> _Dataset entries_:

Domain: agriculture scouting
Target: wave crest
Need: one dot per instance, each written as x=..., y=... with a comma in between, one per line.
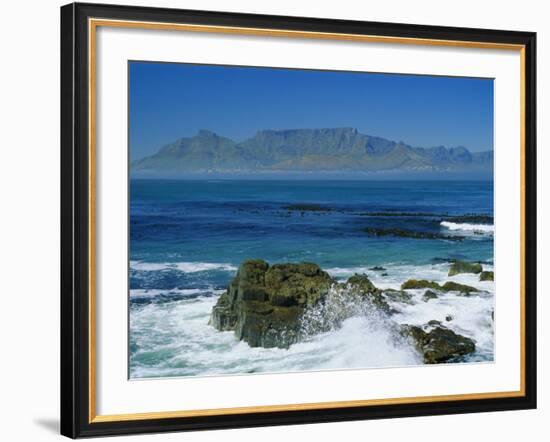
x=487, y=229
x=185, y=267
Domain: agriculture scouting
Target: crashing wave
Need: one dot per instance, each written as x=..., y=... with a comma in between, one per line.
x=185, y=267
x=484, y=229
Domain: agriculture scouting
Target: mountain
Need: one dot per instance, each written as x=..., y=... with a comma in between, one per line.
x=312, y=150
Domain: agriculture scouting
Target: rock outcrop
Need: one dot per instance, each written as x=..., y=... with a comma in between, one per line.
x=487, y=276
x=437, y=343
x=263, y=304
x=458, y=267
x=278, y=305
x=449, y=286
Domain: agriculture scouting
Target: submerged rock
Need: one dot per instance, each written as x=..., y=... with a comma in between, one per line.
x=398, y=296
x=437, y=343
x=429, y=294
x=263, y=304
x=464, y=267
x=394, y=231
x=449, y=286
x=362, y=285
x=487, y=276
x=420, y=284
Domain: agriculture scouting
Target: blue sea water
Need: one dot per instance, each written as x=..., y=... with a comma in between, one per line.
x=187, y=238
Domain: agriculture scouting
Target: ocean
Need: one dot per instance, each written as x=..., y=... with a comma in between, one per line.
x=188, y=237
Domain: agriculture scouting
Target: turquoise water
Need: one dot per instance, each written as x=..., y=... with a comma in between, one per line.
x=187, y=238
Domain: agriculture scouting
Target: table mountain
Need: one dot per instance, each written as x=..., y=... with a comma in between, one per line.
x=340, y=149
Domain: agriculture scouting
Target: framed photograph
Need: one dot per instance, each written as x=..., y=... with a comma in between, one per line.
x=276, y=220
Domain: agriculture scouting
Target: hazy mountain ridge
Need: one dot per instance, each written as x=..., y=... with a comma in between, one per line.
x=318, y=150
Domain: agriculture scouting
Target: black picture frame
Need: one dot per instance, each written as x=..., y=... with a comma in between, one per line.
x=75, y=221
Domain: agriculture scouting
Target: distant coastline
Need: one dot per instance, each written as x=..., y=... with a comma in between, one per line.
x=304, y=152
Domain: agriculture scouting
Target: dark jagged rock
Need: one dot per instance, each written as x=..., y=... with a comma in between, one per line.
x=420, y=284
x=437, y=343
x=464, y=267
x=429, y=294
x=449, y=286
x=398, y=296
x=471, y=218
x=263, y=304
x=362, y=285
x=376, y=231
x=487, y=276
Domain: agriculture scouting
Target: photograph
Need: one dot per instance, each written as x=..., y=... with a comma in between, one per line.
x=295, y=220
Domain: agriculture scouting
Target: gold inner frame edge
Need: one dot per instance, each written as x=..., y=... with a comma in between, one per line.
x=93, y=24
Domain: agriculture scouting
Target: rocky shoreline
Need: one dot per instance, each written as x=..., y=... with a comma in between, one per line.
x=282, y=304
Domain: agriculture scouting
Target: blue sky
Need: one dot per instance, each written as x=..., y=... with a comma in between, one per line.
x=173, y=100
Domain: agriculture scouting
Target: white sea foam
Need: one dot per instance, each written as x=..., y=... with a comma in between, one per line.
x=487, y=229
x=174, y=339
x=151, y=293
x=186, y=267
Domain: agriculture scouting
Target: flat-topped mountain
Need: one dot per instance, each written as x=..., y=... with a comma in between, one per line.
x=311, y=150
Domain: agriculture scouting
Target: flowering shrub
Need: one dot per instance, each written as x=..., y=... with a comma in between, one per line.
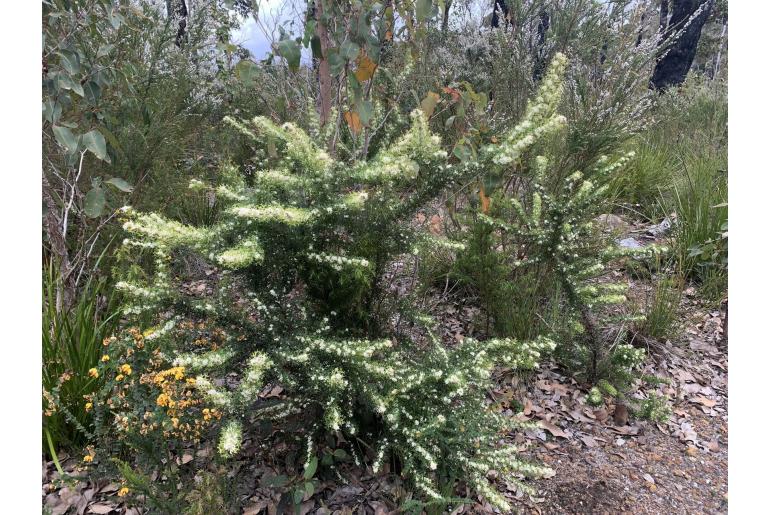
x=539, y=238
x=299, y=251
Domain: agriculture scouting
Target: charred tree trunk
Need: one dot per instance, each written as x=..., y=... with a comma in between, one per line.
x=500, y=6
x=663, y=16
x=445, y=19
x=681, y=43
x=179, y=11
x=540, y=54
x=324, y=68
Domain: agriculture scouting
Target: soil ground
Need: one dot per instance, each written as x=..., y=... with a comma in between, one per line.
x=604, y=463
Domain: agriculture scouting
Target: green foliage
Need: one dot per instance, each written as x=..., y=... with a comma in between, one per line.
x=310, y=237
x=661, y=307
x=72, y=345
x=654, y=408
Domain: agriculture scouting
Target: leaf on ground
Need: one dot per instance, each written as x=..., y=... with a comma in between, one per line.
x=553, y=429
x=704, y=401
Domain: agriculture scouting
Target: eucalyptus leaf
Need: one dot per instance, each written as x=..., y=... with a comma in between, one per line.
x=66, y=138
x=349, y=50
x=311, y=467
x=104, y=50
x=70, y=61
x=121, y=184
x=290, y=50
x=246, y=71
x=94, y=141
x=315, y=46
x=94, y=203
x=92, y=91
x=423, y=8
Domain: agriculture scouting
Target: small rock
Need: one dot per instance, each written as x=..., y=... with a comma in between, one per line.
x=629, y=243
x=661, y=229
x=613, y=223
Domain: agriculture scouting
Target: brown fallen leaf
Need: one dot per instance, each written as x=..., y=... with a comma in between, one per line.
x=553, y=429
x=709, y=403
x=620, y=416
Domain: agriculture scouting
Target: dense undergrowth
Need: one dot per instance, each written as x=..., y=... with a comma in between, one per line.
x=255, y=236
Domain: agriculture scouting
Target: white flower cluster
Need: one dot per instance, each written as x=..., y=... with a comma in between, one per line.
x=338, y=263
x=242, y=255
x=230, y=438
x=540, y=117
x=253, y=378
x=273, y=213
x=211, y=359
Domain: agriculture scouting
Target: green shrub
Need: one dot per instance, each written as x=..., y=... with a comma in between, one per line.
x=303, y=248
x=72, y=345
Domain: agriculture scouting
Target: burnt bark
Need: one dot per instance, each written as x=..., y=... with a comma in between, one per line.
x=499, y=7
x=445, y=19
x=324, y=68
x=543, y=24
x=681, y=42
x=181, y=13
x=663, y=16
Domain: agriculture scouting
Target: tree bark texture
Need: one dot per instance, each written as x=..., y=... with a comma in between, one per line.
x=681, y=43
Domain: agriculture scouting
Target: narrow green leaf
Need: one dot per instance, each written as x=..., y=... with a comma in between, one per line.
x=121, y=184
x=311, y=468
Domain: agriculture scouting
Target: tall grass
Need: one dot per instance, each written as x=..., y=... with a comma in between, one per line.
x=72, y=344
x=681, y=168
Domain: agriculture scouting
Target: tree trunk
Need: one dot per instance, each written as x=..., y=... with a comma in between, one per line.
x=445, y=20
x=543, y=25
x=718, y=60
x=181, y=13
x=500, y=5
x=663, y=16
x=324, y=69
x=681, y=42
x=53, y=229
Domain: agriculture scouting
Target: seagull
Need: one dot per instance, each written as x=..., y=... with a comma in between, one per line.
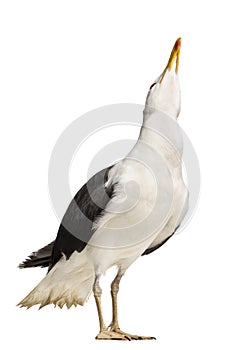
x=127, y=210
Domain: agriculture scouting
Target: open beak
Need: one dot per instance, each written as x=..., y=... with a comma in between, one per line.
x=175, y=55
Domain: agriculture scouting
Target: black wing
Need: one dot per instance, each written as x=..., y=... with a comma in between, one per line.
x=76, y=227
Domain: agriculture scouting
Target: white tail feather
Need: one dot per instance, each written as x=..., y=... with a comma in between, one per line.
x=69, y=282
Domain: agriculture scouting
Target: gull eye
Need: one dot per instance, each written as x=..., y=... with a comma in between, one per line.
x=152, y=85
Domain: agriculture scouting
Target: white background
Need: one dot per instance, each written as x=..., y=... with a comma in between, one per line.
x=60, y=59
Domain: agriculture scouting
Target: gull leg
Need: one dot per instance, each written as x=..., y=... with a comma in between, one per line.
x=114, y=326
x=104, y=333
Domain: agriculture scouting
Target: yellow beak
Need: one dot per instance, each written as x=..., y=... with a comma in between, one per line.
x=175, y=55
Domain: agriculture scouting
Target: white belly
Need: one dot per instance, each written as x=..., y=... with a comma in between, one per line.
x=137, y=220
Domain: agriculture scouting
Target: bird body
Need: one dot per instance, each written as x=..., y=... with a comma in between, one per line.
x=127, y=210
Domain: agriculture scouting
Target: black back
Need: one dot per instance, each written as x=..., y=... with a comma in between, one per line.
x=76, y=227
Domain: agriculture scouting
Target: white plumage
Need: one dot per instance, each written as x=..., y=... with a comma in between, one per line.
x=148, y=203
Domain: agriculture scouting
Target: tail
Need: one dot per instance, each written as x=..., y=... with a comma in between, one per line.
x=68, y=283
x=40, y=258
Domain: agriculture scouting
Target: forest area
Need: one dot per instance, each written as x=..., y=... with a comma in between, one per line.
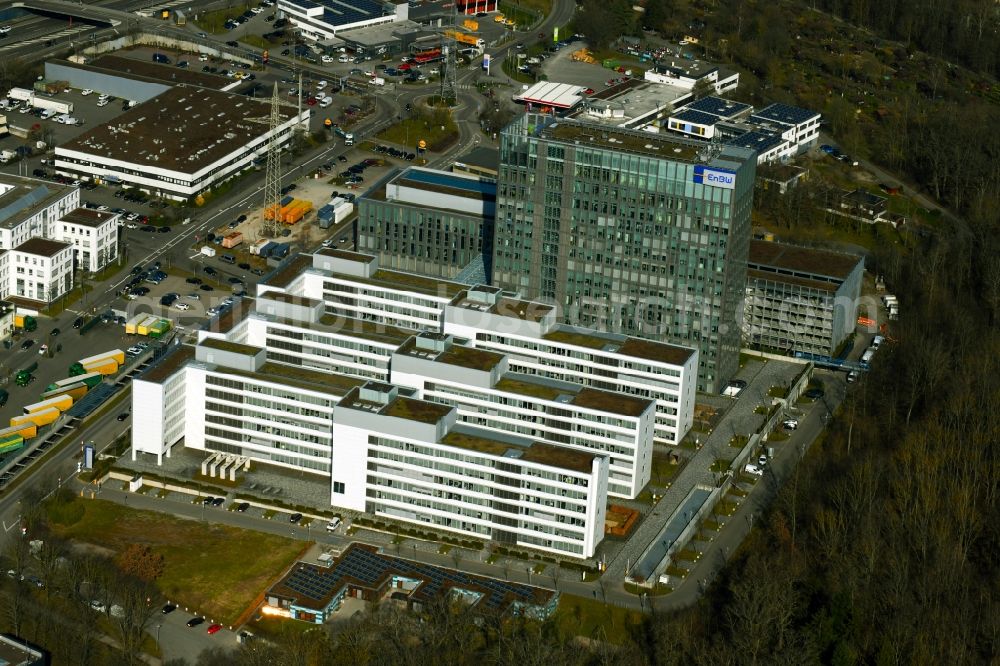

> _What you will do_:
Nothing but the lines from the start of the records through the line holding "Target: crashing wave" should be printed, exactly as written and with the pictures left out.

> _Written answer_:
Domain: agriculture scouting
Target: wave crest
Need: one dot per instance, each written as x=..., y=... with a comma in between, one per line.
x=487, y=229
x=185, y=267
Domain: agriculture scouting
Target: crashing wave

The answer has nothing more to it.